-- TASK OBJECTIVE --
Transcribe the material below exactly as it appears.

[BEGIN EXERCISE INPUTS]

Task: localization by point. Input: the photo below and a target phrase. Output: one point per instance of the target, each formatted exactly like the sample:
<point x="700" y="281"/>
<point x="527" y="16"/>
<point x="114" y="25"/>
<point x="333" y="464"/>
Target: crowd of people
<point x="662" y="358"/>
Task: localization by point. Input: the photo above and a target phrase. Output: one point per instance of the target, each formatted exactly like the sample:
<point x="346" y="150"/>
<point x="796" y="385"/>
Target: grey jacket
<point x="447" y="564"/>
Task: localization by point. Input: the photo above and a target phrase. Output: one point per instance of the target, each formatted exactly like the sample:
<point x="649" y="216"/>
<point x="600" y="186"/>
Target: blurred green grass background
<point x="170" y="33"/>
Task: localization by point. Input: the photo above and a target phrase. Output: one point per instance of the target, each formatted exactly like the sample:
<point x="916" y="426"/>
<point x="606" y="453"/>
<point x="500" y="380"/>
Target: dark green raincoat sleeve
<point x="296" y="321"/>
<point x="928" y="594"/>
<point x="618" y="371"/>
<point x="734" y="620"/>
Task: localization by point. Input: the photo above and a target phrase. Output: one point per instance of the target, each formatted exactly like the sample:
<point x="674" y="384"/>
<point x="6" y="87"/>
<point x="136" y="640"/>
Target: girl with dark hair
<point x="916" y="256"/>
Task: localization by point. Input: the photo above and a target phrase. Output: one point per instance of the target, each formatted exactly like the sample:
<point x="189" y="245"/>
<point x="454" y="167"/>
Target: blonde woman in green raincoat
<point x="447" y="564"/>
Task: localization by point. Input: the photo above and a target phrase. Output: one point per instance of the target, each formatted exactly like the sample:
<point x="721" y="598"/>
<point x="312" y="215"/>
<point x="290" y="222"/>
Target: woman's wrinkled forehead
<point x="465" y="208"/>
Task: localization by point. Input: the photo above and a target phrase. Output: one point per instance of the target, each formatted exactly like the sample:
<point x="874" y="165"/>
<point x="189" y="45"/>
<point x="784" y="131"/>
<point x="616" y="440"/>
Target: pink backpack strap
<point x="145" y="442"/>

[END EXERCISE INPUTS]

-- SOLUTION FOR THIS TASK --
Task: localization by point. Input: the photo below and a target phrase. Output: one point per instance of the target, each formatted exactly like the sample:
<point x="700" y="281"/>
<point x="527" y="16"/>
<point x="114" y="25"/>
<point x="333" y="464"/>
Target: crowd of people
<point x="662" y="358"/>
Task: localization by point. Input: the photo above and a target phrase. Output: one point per instance of the target, each formatted exactly like the sample:
<point x="346" y="150"/>
<point x="796" y="385"/>
Target: grey jacket
<point x="447" y="564"/>
Task: localization by point. Input: the photo above and a target phrase. Output: one point per instance of the target, each formatted exactly like the sample:
<point x="649" y="216"/>
<point x="600" y="186"/>
Target: blurred green grass background
<point x="170" y="33"/>
Task: localization by point. Input: the photo above and a target phrase. Output: one point per instance of the target, each formatted exactly like the sample:
<point x="916" y="426"/>
<point x="606" y="453"/>
<point x="500" y="380"/>
Target: dark green raincoat sleeve
<point x="296" y="321"/>
<point x="928" y="594"/>
<point x="618" y="371"/>
<point x="734" y="620"/>
Task: localization by point. Input: the photo above and a target phrase. Output: one point per instance of the target, each formatted exactly like the sample:
<point x="674" y="384"/>
<point x="6" y="87"/>
<point x="136" y="640"/>
Target: girl with dark hair
<point x="916" y="256"/>
Task: localization by point. Input: the photo above and a target phrase. Output: one point per instance of the target, each formatted exactly like the sample:
<point x="189" y="245"/>
<point x="454" y="167"/>
Target: blonde woman in green raincoat
<point x="447" y="564"/>
Task: localization by point. Input: the photo above and a target phrase. Output: one point per instance of the target, each formatted exactly like the sample:
<point x="721" y="598"/>
<point x="312" y="215"/>
<point x="290" y="222"/>
Target: woman's wrinkled forehead
<point x="465" y="208"/>
Task: localization by point. Input: the photo above and a target phrase. Output: one point per instance of the target, each formatted exactly like the sample:
<point x="874" y="165"/>
<point x="189" y="45"/>
<point x="784" y="131"/>
<point x="616" y="440"/>
Target: pink backpack strap
<point x="145" y="442"/>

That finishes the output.